#### Text shown

SED or AWK to make url querystring readable

https://stackoverflow.com/questions/13185155

26-07-2021
|

Question

I need to split a querystring to several unbounded amount of variables for debugging purposes:

The output comes from tshark and the purpose is to live debug google analytics events. The output from tshark looks like this:

82.387501       hampus -> domain.net 1261 GET /__utm.gif?utmwv=5.3.7&utms=22&utmn=1234&utmhn=domain.com&utmt=event&utme=5(x*y*z%2Fstart%2Fklipp%2F166_SS%20example)(10)&utmcs=UTF-8~ HTTP/1.1

What i want is a more human readable version:

utmhn:  domain.com
utmt:   event
utme:   5(x*y*z/start/klipp/166_SS/example)(10)
utmcs:  UTF-8

or even better:

utmhn:  domain.com
utmt:   event
utme:   5(
          x
          y
          z/start/klipp/166_SS/example
         )(10)
utmcs:  UTF-8

But can't get my head around sed (or awk) for this purpose...

Solution

Another way using Perl :

#!/usr/bin/perl -l
use strict; use warnings;

while (<>) {
    my @arr;
    my ($qs) = m/.*?GET.*?\?(\S+)\s/;
    my @pairs = split(/[&~]/, $qs);
    foreach my $pair (@pairs){
         my ($name, $value) = split(/=/, $pair);
         if ($name eq 'utme') {
            $value =~ s!(%2F|%20)!/!g;
            $value =~ s!\*!\n\t\t!g;
            $value =~ s!\(!(\n\t\t!;
            $value =~ s/\)\(/\n\t)(/;
         }
         # let's URI unescape stuff
         $value =~ s/%([a-fA-F0-9][a-fA-F0-9])/pack("C", hex($1))/eg;
         if ($name eq 'utmhn') {
            print "$name: $value";
        }
        else {
            push @arr, "$name: $value";
        }
    }

    print join "\n", @arr;
    print "\n";
}

OUTPUT

utmhn: domain.com
utmwv: 5.3.7
utms: 22
utmn: 1234
utmt: event
utme: 5(
                x
                y
                z/start/klipp/166_SS/example
        )(10)

########
#### Data shown

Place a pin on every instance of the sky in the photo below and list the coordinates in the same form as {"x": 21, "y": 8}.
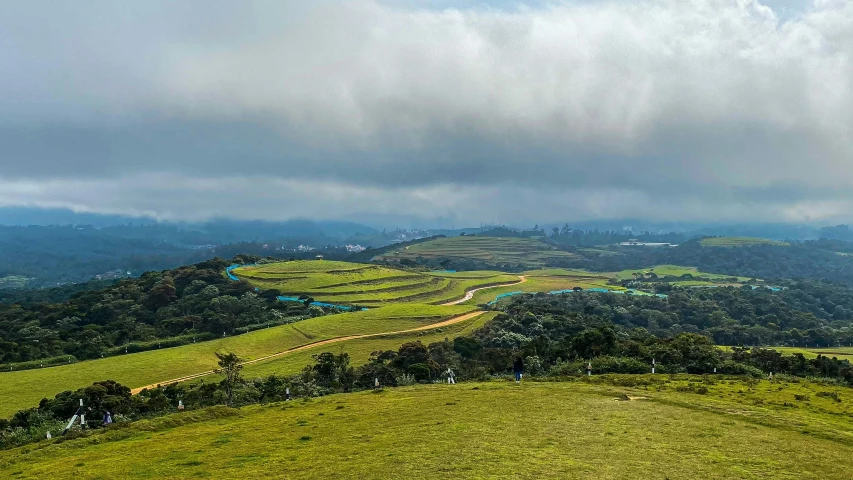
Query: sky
{"x": 431, "y": 110}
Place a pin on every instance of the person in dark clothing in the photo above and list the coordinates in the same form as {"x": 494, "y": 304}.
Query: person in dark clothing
{"x": 518, "y": 369}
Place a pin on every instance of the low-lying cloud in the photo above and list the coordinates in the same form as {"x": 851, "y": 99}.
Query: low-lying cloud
{"x": 687, "y": 110}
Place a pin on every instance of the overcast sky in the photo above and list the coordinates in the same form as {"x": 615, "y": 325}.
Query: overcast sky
{"x": 690, "y": 110}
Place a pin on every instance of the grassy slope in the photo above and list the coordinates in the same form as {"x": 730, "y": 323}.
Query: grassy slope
{"x": 493, "y": 430}
{"x": 369, "y": 285}
{"x": 359, "y": 350}
{"x": 25, "y": 388}
{"x": 546, "y": 281}
{"x": 738, "y": 242}
{"x": 525, "y": 251}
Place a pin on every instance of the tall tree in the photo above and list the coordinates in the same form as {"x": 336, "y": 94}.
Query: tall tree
{"x": 229, "y": 367}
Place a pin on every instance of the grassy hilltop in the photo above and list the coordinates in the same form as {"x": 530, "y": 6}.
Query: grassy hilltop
{"x": 496, "y": 250}
{"x": 738, "y": 242}
{"x": 654, "y": 427}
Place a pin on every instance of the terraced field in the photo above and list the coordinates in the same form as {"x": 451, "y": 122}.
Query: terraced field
{"x": 842, "y": 353}
{"x": 497, "y": 250}
{"x": 366, "y": 285}
{"x": 21, "y": 389}
{"x": 738, "y": 242}
{"x": 547, "y": 280}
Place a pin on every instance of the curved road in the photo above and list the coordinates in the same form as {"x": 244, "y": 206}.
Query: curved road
{"x": 470, "y": 293}
{"x": 459, "y": 318}
{"x": 450, "y": 321}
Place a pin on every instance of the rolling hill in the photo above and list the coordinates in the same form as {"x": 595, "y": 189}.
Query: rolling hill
{"x": 528, "y": 252}
{"x": 610, "y": 427}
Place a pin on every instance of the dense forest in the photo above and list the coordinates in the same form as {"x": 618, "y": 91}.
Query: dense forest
{"x": 804, "y": 314}
{"x": 167, "y": 308}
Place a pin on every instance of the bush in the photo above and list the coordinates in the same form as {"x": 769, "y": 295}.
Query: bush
{"x": 731, "y": 367}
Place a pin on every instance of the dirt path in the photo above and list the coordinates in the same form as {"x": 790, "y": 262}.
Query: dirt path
{"x": 470, "y": 293}
{"x": 449, "y": 321}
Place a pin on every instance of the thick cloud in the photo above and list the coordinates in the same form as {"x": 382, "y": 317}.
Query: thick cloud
{"x": 687, "y": 110}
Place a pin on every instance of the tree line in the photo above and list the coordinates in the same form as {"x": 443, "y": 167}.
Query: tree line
{"x": 158, "y": 309}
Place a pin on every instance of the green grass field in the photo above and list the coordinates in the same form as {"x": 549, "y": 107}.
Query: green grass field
{"x": 14, "y": 281}
{"x": 368, "y": 285}
{"x": 547, "y": 280}
{"x": 498, "y": 250}
{"x": 738, "y": 242}
{"x": 651, "y": 427}
{"x": 677, "y": 271}
{"x": 22, "y": 389}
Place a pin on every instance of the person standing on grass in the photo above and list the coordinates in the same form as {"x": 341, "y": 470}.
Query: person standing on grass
{"x": 518, "y": 369}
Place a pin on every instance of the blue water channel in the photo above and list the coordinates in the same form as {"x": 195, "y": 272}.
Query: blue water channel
{"x": 346, "y": 308}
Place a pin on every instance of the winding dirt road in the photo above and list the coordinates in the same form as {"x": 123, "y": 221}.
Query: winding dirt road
{"x": 459, "y": 318}
{"x": 449, "y": 321}
{"x": 470, "y": 293}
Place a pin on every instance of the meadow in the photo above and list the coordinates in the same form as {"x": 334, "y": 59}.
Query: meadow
{"x": 22, "y": 389}
{"x": 366, "y": 285}
{"x": 602, "y": 427}
{"x": 498, "y": 250}
{"x": 738, "y": 242}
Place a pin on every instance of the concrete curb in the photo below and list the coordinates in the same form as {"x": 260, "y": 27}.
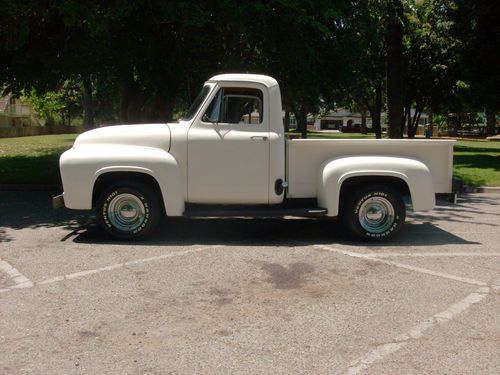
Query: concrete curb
{"x": 30, "y": 187}
{"x": 489, "y": 189}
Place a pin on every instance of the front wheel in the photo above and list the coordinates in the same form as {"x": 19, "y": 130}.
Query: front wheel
{"x": 128, "y": 210}
{"x": 374, "y": 213}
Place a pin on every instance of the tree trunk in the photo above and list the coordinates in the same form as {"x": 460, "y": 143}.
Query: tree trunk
{"x": 301, "y": 117}
{"x": 412, "y": 129}
{"x": 363, "y": 122}
{"x": 377, "y": 111}
{"x": 406, "y": 119}
{"x": 490, "y": 122}
{"x": 286, "y": 121}
{"x": 394, "y": 41}
{"x": 88, "y": 105}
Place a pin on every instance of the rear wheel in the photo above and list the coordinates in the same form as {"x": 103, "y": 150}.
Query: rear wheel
{"x": 374, "y": 213}
{"x": 128, "y": 210}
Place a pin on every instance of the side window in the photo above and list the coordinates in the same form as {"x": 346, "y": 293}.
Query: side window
{"x": 236, "y": 106}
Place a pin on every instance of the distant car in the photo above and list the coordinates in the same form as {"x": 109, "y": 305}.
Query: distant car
{"x": 355, "y": 128}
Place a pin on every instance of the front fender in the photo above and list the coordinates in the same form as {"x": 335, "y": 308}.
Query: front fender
{"x": 82, "y": 165}
{"x": 413, "y": 172}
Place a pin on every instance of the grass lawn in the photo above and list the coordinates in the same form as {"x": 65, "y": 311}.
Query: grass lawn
{"x": 35, "y": 160}
{"x": 32, "y": 160}
{"x": 477, "y": 163}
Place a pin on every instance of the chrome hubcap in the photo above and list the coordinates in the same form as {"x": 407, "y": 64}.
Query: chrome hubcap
{"x": 126, "y": 212}
{"x": 376, "y": 215}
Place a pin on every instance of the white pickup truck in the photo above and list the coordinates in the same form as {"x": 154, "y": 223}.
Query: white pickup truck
{"x": 229, "y": 156}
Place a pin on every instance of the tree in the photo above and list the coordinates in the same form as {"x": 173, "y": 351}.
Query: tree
{"x": 476, "y": 28}
{"x": 394, "y": 42}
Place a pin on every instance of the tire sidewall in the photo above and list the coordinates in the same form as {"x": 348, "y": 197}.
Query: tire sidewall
{"x": 150, "y": 210}
{"x": 352, "y": 216}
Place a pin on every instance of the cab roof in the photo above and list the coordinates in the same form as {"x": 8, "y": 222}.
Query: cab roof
{"x": 240, "y": 77}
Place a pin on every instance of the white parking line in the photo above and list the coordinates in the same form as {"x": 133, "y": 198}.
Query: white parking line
{"x": 112, "y": 267}
{"x": 18, "y": 278}
{"x": 372, "y": 257}
{"x": 423, "y": 255}
{"x": 364, "y": 362}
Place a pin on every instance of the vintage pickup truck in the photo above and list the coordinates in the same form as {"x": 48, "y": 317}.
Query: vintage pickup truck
{"x": 229, "y": 156}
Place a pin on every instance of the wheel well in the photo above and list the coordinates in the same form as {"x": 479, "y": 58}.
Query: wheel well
{"x": 394, "y": 183}
{"x": 107, "y": 179}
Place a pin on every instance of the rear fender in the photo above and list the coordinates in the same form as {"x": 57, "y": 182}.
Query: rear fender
{"x": 414, "y": 173}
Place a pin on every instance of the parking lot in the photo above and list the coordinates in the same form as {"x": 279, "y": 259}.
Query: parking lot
{"x": 241, "y": 296}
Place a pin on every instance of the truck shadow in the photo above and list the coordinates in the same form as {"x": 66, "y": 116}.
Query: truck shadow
{"x": 271, "y": 232}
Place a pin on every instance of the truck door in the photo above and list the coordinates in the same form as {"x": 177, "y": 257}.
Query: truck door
{"x": 228, "y": 149}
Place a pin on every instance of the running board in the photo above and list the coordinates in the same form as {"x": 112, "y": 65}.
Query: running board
{"x": 276, "y": 213}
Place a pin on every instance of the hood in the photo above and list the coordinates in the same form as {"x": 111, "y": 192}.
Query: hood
{"x": 146, "y": 135}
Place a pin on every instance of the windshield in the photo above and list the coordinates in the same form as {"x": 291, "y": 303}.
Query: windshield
{"x": 196, "y": 104}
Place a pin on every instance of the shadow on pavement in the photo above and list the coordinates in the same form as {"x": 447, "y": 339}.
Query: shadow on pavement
{"x": 273, "y": 232}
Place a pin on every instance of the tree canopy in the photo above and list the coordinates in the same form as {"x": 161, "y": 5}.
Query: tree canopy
{"x": 140, "y": 61}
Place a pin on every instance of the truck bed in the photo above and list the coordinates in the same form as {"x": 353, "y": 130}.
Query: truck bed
{"x": 306, "y": 156}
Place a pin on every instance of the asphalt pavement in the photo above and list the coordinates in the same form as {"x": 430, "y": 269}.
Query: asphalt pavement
{"x": 248, "y": 296}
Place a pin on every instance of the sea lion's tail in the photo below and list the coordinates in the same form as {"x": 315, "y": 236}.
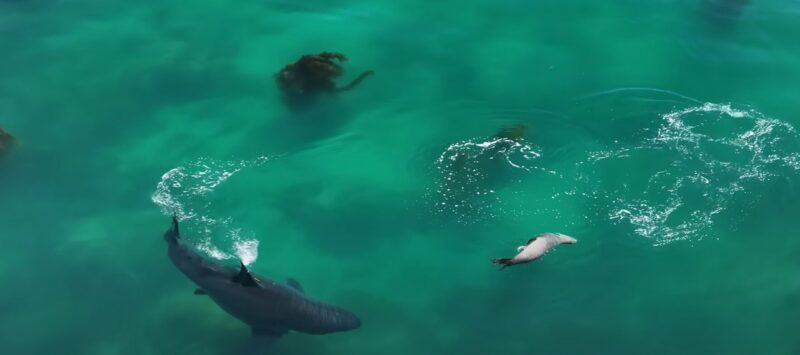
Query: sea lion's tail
{"x": 506, "y": 262}
{"x": 356, "y": 81}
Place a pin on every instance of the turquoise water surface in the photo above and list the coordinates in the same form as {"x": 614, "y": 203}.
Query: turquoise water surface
{"x": 662, "y": 135}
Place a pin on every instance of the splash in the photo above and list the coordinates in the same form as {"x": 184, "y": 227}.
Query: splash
{"x": 186, "y": 192}
{"x": 700, "y": 158}
{"x": 473, "y": 171}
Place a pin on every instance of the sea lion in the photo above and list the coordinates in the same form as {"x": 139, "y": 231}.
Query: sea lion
{"x": 535, "y": 248}
{"x": 313, "y": 75}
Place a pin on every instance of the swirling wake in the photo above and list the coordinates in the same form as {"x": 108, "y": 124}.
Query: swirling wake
{"x": 186, "y": 190}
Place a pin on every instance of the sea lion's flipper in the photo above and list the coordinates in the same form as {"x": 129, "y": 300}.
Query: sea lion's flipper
{"x": 357, "y": 81}
{"x": 244, "y": 277}
{"x": 506, "y": 262}
{"x": 294, "y": 284}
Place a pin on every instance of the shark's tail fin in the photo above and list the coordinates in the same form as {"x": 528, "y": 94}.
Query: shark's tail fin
{"x": 357, "y": 81}
{"x": 506, "y": 262}
{"x": 173, "y": 233}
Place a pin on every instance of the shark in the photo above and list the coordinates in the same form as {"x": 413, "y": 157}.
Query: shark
{"x": 271, "y": 309}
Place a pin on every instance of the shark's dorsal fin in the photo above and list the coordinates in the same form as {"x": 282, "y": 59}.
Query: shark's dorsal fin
{"x": 294, "y": 284}
{"x": 244, "y": 277}
{"x": 173, "y": 233}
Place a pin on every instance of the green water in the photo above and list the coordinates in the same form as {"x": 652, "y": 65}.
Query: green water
{"x": 660, "y": 134}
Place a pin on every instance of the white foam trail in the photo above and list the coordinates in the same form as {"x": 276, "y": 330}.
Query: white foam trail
{"x": 465, "y": 188}
{"x": 185, "y": 191}
{"x": 662, "y": 91}
{"x": 710, "y": 163}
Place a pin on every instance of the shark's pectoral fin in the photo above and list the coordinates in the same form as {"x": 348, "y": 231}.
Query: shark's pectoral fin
{"x": 268, "y": 332}
{"x": 244, "y": 277}
{"x": 295, "y": 285}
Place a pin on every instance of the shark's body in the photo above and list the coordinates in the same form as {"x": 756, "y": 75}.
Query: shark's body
{"x": 270, "y": 308}
{"x": 535, "y": 248}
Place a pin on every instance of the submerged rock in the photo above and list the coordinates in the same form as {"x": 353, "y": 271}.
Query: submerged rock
{"x": 313, "y": 75}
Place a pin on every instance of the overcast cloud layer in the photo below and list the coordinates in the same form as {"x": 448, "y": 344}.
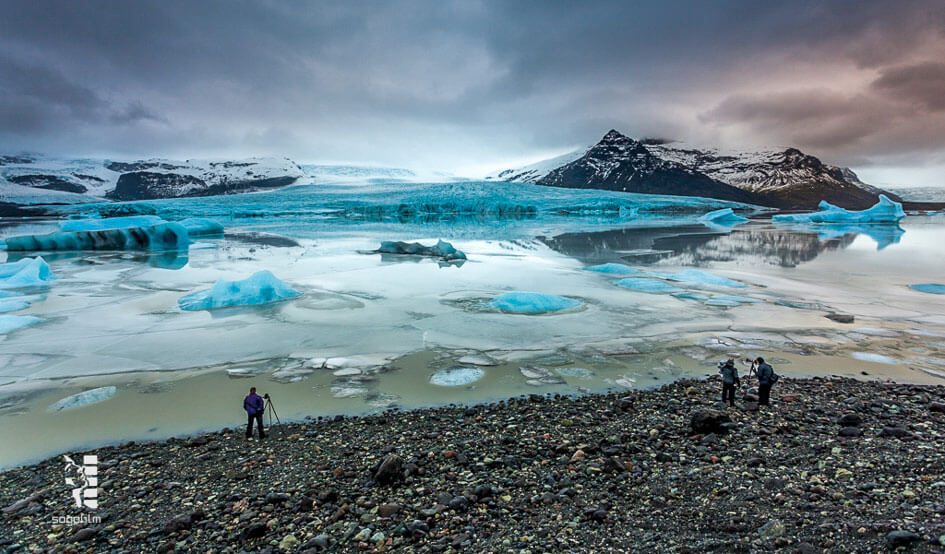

########

Required tasks.
(1) Answer these questions about the text on making a URL querystring readable:
(a) Which tool produces the output the asker wants to make readable?
(b) Which language does the solution use?
(c) In the solution's output, what value appears for utms?
(2) Carry on the text about making a URL querystring readable, starting right after its final line.
The records above come from a separate source.

Response list.
(1)
(a) tshark
(b) Perl
(c) 22

(2)
utmcs: UTF-8

USAGE

tshark ... | ./script.pl

ADVANTAGES

I take care to display utmhn: domain.com at the first line
I run an URI unescape on values
It's not limited to "utmhn", "utmt", "utme", "utmcs" only

OTHER TIPS

file

82.387501       hampus -> domain.net 1261 GET /__utm.gif?utmwv=5.3.7&utms=22&utmn=1234&utmhn=domain.com&utmt=event&utme=5(x*y*z%2Fstart%2Fklipp%2F166_SS%20example)(10)&utmcs=UTF-8~ HTTP/1.1

command

 sed 's/.*utmhn=/uthmhn:   /
     s/&utmt=/\nutmt:     /
     s/&utme=/\nutme:     /
     s/utmcs=/\nutmcs:    /
     s:[%]2F:/:g
     s:[%]20: :g
     s:[\(]:(\n\t    :
     s:\*:\n\t    :g
     s:[\)]:\n\t  ):
     s/[~].*$//' samp1.txt

output

uthmhn:   domain.com
utmt:     event
utme:     5(
            x
            y
            z/start/klipp/166_SS example
          )(10)&
utmcs:    UTF-8

I'm not sure what to say about your %20 VS the expected result of '/' char in your sample data. Did you manually type some of this in?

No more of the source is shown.